Point labels for objects

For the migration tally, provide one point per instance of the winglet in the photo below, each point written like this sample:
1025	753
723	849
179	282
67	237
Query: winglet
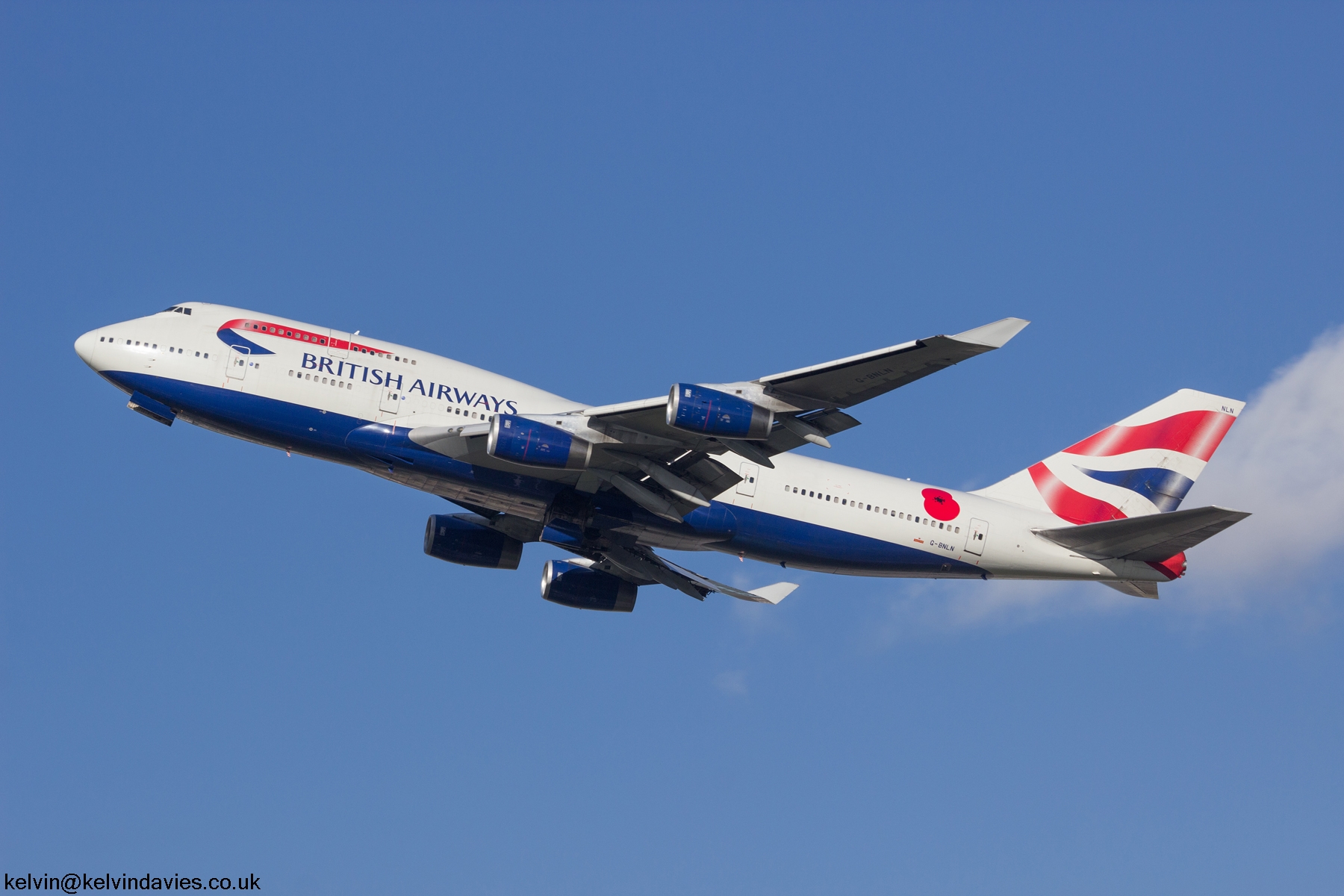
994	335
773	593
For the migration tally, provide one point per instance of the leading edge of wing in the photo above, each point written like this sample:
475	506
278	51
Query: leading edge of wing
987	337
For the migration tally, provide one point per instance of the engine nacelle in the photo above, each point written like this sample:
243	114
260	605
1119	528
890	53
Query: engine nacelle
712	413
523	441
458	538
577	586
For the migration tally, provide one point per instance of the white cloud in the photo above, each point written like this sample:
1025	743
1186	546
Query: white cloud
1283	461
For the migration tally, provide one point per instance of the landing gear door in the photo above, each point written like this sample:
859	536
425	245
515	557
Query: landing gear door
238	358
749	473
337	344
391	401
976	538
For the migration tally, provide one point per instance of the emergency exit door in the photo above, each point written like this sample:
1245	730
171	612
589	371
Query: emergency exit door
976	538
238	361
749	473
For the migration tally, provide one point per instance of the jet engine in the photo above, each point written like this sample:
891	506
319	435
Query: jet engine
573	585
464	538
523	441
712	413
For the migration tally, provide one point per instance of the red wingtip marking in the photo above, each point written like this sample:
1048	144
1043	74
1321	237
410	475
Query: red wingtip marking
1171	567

◆ **Requirement**: Type out all of the material above word for word, leaving out the pictures.

◆ **Expected output**:
For the migration tally, provide one point per instance of the winglet in the photo below, each point written like this sample:
1025	753
723	849
179	282
67	237
Query: winglet
994	335
773	593
For the migration tally, provide one point per instance of the leading edge of wing in the photo above, each point written like this sample:
475	506
278	51
Query: leading edge of wing
987	337
For the migration tally, provide one point per instance of the engine nacelle in the photo above, each point written like this sample:
243	114
260	605
1119	528
890	53
Query: engine nacelle
712	413
523	441
458	538
577	586
For the migration tally, provide one point per instance of the white cloud in the photo above, each point written like this sample:
1025	743
1186	546
Query: white cloud
1283	461
For the migration tally, provide one point per instance of the landing gear door in the photo above, each point written like this sample:
859	536
425	245
515	557
Query: landing gear door
238	358
749	473
337	344
391	401
976	538
For the migration tally, provide one point per instance of the emergency exit door in the photo above, each point written like this sample:
1245	730
171	612
589	371
Query: emergency exit door
976	538
238	361
749	473
For the migration tally, provide one point per instance of the jet engine in the photo above, each point written like this sample:
891	506
319	435
Query: jet engine
573	585
464	538
523	441
712	413
For the migration tally, provide one point per instance of the red wingtip marking in the photo above, each point written like this sample:
1048	144
1043	74
1321	237
410	475
Query: red wingtip marking
1171	567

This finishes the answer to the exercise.